Entries taken from a collection
==================================================
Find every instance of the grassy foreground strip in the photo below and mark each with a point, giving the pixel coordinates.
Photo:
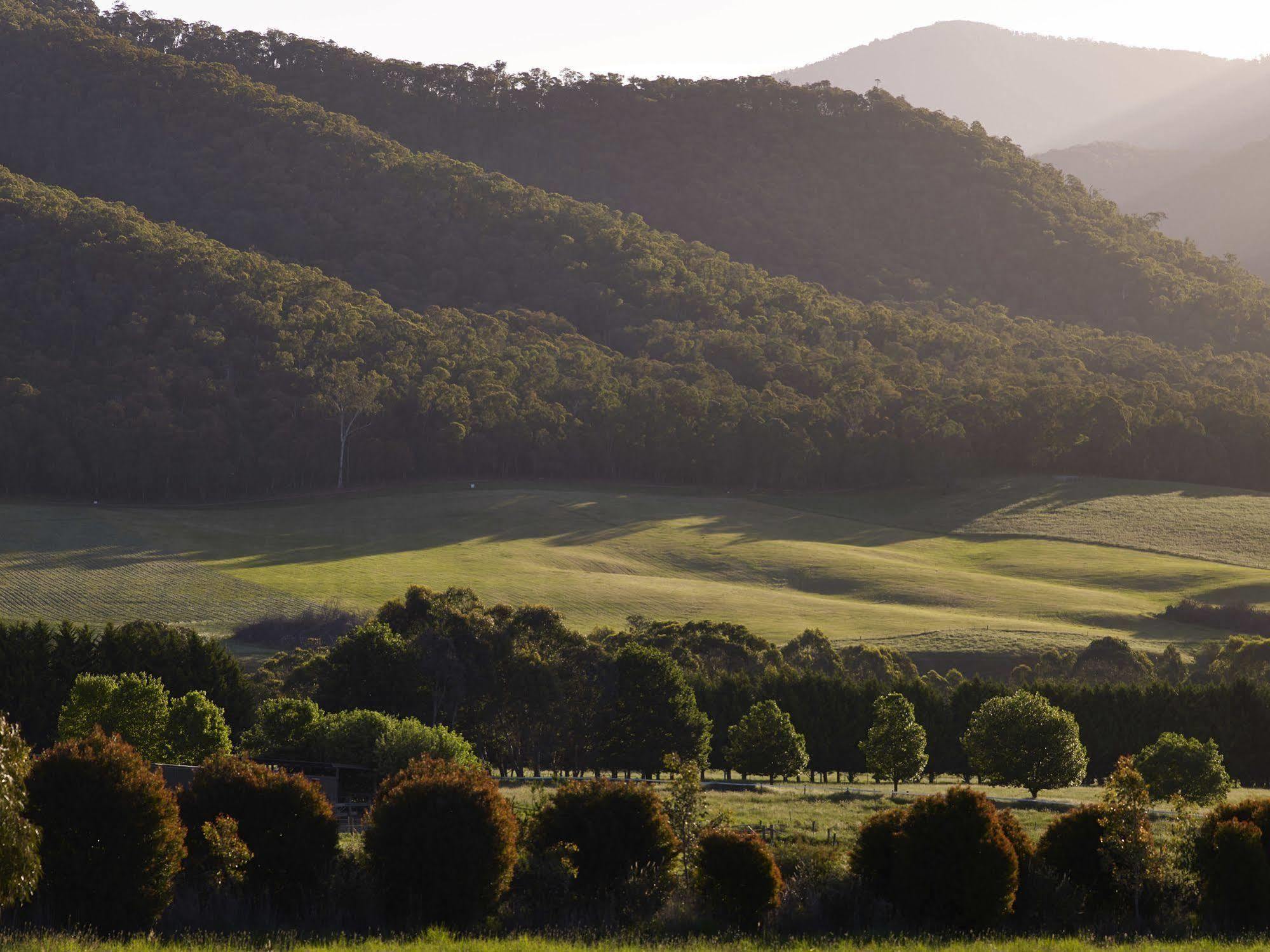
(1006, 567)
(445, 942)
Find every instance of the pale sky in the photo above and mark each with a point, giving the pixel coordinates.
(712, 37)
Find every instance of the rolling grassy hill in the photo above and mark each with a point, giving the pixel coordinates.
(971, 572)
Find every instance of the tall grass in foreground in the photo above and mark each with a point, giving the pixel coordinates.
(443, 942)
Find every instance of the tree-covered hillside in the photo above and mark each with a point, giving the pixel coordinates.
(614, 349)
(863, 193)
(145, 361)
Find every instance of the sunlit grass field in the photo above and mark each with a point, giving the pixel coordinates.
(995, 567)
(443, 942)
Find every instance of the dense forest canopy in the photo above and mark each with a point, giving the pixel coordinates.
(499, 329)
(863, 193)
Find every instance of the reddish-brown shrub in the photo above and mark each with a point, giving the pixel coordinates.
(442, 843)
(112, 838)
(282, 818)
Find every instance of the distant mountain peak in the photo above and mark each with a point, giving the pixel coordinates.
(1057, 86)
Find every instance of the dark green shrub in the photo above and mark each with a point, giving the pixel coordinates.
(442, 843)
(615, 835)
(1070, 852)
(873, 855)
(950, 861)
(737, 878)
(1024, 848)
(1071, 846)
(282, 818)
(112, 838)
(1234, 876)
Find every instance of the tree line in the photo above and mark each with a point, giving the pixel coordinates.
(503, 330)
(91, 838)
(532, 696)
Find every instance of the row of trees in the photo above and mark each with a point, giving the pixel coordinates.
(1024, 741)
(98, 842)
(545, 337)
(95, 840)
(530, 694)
==================================================
- _WHAT TO DO_: Set down, exactly and in full, the lines from the one containing "Find every instance of the tree-covered" through the end of the entries; no other line belongs.

- _RESULT_:
Find every instance of the tree-covered hillside in the photo above and mark each with a point, giving the pixel coordinates.
(614, 349)
(863, 193)
(145, 361)
Find every instance of the sunlit grass field in the photo above and mark each with a point, giving the pixel coordinates.
(995, 567)
(443, 942)
Find every instance of the dense forest canopy in the photo above and mark each with a point, giving the pixel coordinates.
(499, 329)
(863, 193)
Find every instance of the reddish-brown shrub in the photo above and mark each with a point, giving the pixel coordinates.
(442, 843)
(112, 838)
(282, 818)
Find every instance of the distant mountain peak in the photo above and mark each with a point, giving the pixel coordinates.
(1057, 86)
Find every instance of the dark green shrub in the photo above and mark each with a point, giving the pixel coordinates.
(442, 843)
(615, 835)
(1070, 852)
(873, 855)
(950, 861)
(737, 878)
(1024, 848)
(1071, 846)
(282, 818)
(112, 838)
(1234, 876)
Find every instance of the tree line in the photo above and mark each with a point, giving the pixel coordinates.
(503, 330)
(91, 838)
(532, 696)
Find every instance of the row of trees in the photo above and mark each with a point, giving the pixel coordinates.
(1024, 741)
(98, 842)
(545, 337)
(95, 840)
(530, 694)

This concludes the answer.